• REQUIRED TASK:
Rewrite the items from the first one through the line containing "[[174, 558]]", copying every line in full and adding 128 to each point coordinate in the answers only.

:: RECORDS TO PROCESS ::

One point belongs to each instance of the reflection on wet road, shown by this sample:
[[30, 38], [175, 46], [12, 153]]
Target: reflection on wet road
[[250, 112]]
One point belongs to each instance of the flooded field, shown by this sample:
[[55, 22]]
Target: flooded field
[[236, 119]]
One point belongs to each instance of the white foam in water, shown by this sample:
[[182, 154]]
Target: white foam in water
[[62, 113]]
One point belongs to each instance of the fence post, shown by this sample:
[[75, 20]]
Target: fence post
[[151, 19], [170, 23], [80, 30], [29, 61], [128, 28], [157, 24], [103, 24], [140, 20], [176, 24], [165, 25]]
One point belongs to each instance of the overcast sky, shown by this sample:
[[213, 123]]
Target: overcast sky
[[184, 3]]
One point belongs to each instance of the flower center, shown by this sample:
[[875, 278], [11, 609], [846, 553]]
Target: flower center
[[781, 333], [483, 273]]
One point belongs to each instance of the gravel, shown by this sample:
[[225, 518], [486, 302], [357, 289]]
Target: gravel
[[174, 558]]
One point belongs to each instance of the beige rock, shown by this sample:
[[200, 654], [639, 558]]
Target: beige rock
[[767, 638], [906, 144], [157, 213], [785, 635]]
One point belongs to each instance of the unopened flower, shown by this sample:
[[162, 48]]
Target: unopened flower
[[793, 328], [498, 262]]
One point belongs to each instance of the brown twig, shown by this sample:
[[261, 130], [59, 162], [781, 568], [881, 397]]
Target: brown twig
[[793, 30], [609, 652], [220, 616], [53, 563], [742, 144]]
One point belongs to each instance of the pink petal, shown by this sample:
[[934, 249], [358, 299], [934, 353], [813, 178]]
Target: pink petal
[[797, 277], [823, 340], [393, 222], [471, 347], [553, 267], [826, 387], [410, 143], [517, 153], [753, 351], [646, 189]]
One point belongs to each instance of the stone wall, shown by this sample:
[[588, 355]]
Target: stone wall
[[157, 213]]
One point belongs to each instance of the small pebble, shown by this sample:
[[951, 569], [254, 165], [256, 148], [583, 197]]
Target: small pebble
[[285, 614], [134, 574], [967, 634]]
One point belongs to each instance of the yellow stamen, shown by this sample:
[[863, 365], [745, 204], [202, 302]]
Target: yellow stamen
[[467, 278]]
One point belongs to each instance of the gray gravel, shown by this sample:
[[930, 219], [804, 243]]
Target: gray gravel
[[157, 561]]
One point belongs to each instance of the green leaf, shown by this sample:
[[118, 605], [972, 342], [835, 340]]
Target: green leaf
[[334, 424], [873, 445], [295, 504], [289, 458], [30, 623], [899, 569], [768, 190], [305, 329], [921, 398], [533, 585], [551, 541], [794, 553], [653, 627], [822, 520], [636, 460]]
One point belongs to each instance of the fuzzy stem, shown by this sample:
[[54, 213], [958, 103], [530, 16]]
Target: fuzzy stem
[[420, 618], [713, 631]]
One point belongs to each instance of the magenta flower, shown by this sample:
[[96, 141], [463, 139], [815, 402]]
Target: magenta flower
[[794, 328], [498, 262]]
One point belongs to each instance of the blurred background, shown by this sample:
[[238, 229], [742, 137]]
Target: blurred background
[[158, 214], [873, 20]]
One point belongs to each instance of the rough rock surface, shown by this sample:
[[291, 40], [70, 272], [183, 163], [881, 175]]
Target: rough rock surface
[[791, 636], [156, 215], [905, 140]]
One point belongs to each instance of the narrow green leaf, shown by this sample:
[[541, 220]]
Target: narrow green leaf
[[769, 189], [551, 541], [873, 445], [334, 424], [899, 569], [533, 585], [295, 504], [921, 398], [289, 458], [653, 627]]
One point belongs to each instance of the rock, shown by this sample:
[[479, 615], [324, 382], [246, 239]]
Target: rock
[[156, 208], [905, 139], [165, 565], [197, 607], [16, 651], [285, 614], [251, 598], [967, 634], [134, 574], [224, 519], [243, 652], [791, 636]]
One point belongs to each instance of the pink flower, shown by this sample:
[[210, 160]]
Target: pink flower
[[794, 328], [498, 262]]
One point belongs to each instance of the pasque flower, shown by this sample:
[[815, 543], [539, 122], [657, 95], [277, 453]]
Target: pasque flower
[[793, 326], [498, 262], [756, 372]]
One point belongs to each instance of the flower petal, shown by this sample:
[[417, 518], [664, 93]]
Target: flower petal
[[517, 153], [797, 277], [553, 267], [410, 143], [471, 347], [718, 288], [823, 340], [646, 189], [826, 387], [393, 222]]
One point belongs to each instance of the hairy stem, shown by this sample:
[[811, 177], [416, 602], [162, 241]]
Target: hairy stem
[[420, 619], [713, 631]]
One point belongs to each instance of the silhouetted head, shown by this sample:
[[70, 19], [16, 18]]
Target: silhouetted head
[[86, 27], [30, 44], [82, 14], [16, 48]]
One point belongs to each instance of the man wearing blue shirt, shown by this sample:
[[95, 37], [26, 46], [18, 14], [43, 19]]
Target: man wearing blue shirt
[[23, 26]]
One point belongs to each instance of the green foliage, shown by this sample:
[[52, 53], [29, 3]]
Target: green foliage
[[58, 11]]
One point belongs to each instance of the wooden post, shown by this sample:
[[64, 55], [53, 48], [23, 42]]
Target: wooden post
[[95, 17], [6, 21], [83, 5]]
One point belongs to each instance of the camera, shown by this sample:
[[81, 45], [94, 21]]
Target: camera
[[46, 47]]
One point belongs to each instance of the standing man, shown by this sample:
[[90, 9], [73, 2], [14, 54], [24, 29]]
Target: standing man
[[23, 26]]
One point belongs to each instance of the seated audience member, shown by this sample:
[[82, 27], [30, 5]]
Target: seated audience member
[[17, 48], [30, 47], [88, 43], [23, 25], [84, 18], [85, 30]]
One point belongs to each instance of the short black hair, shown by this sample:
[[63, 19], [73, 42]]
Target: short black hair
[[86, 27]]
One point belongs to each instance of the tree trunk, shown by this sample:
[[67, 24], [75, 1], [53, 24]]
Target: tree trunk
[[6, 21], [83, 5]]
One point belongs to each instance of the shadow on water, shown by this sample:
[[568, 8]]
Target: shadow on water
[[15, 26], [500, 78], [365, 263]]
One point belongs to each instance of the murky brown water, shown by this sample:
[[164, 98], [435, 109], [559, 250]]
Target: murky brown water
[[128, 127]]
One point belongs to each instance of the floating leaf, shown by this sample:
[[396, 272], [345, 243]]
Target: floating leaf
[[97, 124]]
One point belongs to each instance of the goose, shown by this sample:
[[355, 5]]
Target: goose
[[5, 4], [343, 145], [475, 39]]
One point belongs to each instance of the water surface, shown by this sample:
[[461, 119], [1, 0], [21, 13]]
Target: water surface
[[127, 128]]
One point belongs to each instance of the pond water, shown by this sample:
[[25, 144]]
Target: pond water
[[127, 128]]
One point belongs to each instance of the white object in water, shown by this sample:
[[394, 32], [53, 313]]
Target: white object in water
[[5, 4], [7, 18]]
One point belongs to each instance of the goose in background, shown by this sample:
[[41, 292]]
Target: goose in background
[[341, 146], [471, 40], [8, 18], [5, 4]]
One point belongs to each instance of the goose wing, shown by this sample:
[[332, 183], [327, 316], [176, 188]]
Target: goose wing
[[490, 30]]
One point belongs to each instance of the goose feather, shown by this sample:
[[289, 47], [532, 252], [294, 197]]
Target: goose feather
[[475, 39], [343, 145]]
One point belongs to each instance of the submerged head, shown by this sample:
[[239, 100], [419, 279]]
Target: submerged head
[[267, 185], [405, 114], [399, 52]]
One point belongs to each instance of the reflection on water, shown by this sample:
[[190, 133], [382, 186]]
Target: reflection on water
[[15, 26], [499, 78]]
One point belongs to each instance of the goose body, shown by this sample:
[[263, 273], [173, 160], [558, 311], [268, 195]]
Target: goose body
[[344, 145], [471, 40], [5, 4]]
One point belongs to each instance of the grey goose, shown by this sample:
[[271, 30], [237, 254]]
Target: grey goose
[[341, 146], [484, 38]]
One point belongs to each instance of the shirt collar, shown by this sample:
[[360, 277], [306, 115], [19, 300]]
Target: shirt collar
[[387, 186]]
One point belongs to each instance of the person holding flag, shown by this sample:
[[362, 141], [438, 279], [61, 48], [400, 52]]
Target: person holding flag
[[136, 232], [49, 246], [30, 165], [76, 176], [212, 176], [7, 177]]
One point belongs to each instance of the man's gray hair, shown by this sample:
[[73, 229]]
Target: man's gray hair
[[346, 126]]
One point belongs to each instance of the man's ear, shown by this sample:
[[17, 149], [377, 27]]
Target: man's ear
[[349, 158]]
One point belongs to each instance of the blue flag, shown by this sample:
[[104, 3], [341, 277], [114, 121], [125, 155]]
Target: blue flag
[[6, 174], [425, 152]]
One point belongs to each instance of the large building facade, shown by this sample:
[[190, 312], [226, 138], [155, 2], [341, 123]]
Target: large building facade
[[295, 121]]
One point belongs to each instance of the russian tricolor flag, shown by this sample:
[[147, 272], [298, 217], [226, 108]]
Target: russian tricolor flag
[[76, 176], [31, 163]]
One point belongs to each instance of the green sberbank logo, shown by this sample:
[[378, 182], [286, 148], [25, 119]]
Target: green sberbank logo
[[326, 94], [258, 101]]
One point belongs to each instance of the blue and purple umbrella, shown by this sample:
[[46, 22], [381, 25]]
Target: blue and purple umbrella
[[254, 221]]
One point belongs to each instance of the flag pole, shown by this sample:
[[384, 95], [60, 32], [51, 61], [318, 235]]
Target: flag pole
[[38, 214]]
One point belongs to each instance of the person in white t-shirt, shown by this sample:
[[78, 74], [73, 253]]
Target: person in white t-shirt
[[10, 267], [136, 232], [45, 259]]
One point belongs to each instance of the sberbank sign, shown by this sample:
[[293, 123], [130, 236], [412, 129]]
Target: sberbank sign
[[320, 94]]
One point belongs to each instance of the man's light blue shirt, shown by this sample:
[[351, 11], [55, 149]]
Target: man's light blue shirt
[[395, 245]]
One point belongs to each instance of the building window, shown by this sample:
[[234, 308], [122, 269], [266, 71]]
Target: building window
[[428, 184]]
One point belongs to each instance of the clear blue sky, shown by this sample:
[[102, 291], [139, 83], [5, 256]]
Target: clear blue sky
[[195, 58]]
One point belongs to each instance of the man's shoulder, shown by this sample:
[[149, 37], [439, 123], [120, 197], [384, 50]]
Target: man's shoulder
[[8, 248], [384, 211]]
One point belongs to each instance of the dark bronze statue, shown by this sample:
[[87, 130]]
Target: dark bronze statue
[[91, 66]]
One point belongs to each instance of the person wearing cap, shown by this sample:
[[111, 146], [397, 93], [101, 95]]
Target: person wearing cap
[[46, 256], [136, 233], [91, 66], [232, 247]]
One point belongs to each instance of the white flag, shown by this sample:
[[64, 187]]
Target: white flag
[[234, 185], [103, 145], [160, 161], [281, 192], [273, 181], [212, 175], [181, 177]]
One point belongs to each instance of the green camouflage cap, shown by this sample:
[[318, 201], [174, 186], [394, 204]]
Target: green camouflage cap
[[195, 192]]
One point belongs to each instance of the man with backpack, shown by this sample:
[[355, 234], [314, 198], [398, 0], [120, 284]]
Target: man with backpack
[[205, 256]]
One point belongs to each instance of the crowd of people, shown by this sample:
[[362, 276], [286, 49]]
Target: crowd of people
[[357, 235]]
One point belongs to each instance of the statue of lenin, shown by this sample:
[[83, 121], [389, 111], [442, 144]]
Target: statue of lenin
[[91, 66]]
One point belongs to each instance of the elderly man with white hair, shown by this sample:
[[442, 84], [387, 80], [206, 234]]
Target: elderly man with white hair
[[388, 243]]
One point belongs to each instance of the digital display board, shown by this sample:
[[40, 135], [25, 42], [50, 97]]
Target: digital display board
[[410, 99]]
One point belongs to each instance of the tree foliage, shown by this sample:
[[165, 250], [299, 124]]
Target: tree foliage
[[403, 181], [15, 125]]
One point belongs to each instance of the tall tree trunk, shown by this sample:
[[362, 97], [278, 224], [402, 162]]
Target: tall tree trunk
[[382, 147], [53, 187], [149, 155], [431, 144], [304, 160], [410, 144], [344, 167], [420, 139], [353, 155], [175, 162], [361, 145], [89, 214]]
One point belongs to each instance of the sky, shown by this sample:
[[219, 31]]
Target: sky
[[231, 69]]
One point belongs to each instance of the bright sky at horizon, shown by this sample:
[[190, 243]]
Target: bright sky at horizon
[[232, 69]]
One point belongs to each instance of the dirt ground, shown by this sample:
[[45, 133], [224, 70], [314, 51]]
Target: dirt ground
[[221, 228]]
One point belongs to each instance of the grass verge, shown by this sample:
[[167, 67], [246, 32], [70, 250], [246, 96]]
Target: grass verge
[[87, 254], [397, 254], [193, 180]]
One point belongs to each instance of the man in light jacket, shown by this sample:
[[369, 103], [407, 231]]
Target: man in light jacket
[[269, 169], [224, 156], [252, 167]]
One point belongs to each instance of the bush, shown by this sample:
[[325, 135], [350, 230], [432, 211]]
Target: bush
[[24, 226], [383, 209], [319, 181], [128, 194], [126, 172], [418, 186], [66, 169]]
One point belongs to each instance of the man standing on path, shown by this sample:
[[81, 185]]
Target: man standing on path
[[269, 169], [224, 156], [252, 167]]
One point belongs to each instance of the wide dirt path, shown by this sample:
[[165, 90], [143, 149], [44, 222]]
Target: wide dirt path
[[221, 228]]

:::

• RESPONSE TO THE EXERCISE:
One point belongs to each instance of the reflection on wet road, shown by this sample:
[[30, 38], [175, 46], [12, 153]]
Target: reflection on wet road
[[378, 240]]
One point belongs to each instance of the flooded field, shown by this sample:
[[55, 22]]
Target: flooded field
[[364, 247]]
One point belongs to each instance of the white foam in water, shown by this sample:
[[182, 154]]
Target: white foam in water
[[190, 241]]
One point belongs to each instance of the fence post, shown by this sample:
[[75, 20]]
Target: fence post
[[279, 147], [298, 151], [208, 158], [157, 189], [256, 156], [285, 152], [231, 152], [268, 148], [304, 152], [293, 153]]
One point belongs to each instance of the overcast sky, shown by this sample:
[[213, 123]]
Target: overcast sky
[[312, 131]]
One point belongs to each instance of the flower center, shown by this sample:
[[875, 278], [11, 609], [846, 553]]
Target: flower center
[[909, 461], [611, 401]]
One point belongs to each instance of the gravel, shown by this sample:
[[225, 518], [486, 302], [357, 289]]
Target: gravel
[[302, 686]]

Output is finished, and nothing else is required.